(Obiettivo) Indica quante righe delle voci seguenti contengono la parola "slope". Rispondi soltanto con il numero.
-----
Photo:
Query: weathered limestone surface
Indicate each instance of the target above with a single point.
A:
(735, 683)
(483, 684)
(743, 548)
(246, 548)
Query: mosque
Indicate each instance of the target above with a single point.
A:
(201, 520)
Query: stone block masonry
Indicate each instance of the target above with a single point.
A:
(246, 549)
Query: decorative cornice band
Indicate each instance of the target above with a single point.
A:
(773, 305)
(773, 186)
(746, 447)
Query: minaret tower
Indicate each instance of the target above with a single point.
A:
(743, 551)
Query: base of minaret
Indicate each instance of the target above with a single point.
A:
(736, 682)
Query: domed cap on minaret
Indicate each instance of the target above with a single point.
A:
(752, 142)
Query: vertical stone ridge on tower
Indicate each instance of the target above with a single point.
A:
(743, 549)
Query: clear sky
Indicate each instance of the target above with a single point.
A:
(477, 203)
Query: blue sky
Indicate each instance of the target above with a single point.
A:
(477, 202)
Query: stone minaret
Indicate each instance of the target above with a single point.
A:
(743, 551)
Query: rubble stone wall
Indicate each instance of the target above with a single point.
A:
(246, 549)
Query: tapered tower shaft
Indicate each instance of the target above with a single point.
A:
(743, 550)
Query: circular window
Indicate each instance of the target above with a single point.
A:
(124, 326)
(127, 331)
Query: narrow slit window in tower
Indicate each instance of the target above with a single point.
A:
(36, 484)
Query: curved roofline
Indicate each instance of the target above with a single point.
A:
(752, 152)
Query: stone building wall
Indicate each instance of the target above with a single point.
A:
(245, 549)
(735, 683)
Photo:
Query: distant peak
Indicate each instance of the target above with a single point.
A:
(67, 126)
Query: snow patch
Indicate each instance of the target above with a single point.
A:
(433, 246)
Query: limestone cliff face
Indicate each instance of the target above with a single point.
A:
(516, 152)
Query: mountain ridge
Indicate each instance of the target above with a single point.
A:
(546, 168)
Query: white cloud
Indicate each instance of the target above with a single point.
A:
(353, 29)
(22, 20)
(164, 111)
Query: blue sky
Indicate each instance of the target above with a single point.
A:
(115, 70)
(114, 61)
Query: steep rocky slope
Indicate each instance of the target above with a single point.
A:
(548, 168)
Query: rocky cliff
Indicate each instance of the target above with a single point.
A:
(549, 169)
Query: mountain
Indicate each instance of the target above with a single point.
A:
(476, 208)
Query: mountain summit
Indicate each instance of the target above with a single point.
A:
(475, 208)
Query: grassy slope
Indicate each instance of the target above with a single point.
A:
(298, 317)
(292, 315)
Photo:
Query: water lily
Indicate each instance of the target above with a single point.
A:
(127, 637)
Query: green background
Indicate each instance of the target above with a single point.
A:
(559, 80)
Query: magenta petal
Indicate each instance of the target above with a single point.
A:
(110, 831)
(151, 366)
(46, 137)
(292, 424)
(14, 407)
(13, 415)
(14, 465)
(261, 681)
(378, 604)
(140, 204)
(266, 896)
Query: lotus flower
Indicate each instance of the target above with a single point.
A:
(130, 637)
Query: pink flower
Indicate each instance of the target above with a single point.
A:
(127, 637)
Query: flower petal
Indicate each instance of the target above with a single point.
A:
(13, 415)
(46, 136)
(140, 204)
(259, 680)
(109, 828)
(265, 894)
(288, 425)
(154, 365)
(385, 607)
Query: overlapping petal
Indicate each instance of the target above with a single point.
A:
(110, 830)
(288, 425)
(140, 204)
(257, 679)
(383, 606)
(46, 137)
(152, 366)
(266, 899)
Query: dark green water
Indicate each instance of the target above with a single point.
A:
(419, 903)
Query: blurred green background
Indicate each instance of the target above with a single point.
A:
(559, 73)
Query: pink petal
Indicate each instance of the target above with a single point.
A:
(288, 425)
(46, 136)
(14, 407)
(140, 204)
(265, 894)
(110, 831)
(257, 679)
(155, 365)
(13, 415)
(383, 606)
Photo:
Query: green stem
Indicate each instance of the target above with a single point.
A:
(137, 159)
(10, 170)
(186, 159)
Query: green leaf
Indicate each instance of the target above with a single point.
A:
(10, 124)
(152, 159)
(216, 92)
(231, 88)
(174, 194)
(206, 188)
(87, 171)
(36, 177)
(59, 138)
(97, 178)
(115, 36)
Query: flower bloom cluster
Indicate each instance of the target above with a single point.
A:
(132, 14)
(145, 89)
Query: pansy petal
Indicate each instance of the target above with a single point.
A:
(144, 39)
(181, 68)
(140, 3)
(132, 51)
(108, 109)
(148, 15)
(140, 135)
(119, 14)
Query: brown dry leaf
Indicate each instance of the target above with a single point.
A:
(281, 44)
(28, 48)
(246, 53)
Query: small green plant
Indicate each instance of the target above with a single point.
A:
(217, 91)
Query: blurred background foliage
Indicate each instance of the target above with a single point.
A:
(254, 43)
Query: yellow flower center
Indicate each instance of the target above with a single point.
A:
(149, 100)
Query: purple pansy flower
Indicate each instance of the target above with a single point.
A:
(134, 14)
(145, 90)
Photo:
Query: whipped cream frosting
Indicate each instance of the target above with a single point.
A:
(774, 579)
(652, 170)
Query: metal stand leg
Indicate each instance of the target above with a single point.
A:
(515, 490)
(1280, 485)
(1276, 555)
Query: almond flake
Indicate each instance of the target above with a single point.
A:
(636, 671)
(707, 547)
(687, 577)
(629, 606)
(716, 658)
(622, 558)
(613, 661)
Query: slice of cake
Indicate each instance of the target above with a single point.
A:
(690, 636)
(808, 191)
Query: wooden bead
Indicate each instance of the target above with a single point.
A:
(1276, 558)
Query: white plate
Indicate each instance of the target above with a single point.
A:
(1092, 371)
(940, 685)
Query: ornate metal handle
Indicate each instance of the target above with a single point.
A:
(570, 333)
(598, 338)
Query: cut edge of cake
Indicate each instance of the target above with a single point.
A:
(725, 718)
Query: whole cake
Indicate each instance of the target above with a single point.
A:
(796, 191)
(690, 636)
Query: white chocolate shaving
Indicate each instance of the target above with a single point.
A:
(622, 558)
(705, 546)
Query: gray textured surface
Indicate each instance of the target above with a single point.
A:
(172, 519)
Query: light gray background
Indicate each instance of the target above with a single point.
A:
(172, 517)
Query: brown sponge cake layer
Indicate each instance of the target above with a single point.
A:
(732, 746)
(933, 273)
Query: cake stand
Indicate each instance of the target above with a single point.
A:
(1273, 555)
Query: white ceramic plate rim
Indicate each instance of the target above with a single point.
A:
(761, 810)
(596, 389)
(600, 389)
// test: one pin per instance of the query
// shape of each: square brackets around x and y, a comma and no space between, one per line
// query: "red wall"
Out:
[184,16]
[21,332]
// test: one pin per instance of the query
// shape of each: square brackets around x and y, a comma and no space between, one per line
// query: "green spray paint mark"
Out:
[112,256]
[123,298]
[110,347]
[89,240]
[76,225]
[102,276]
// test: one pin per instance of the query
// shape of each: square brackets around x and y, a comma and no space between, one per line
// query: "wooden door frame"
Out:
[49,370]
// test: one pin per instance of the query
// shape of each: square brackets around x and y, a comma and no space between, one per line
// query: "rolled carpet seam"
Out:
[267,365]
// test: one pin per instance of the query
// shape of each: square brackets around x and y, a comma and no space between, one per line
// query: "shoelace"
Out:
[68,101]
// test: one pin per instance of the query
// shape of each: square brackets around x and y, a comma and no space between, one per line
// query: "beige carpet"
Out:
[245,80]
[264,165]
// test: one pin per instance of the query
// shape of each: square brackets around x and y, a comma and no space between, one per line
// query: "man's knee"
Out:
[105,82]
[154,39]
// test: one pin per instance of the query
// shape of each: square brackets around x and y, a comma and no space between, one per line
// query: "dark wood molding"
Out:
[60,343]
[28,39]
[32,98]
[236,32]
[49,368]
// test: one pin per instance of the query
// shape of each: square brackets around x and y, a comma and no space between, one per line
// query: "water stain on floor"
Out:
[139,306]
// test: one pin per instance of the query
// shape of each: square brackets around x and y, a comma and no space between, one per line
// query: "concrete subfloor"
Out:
-----
(Risposta attesa) 2